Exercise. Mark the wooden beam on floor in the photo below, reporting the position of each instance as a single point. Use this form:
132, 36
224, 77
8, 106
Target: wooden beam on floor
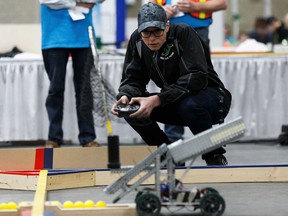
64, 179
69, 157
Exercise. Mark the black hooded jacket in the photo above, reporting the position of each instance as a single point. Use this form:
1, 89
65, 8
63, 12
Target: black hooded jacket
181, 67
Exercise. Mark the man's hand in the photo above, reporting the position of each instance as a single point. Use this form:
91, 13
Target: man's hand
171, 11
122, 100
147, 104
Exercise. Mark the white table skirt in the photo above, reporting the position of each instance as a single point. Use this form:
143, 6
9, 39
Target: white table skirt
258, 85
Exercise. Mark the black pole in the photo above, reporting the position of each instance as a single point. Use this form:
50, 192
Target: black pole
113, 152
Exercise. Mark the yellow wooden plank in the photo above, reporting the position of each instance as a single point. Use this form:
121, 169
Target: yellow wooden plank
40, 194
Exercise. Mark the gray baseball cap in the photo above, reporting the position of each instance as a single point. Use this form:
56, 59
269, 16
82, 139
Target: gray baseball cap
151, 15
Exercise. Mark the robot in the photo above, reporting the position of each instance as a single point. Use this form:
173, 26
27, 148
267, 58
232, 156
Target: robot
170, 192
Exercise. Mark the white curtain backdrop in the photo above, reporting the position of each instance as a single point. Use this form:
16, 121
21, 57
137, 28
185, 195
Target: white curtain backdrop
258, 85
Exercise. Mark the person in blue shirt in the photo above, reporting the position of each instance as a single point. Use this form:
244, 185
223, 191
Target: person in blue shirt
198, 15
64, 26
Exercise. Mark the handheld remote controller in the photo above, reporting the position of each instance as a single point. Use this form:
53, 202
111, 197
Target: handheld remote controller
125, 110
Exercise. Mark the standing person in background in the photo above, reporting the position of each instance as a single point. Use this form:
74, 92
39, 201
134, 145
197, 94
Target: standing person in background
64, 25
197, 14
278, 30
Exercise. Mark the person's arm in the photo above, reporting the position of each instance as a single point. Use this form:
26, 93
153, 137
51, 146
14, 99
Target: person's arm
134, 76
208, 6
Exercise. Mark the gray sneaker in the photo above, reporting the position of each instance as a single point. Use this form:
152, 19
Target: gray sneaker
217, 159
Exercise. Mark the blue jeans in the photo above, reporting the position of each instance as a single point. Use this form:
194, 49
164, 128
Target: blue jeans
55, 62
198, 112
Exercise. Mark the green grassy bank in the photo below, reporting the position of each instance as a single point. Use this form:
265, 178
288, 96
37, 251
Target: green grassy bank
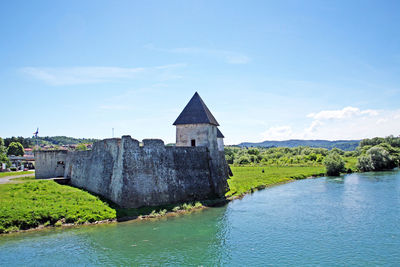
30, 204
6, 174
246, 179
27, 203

* * * * * * *

• Exercise aim: Each line of the material above that contains the string "below" adds one to the count; report the final count only.

• Response for this exercise: 2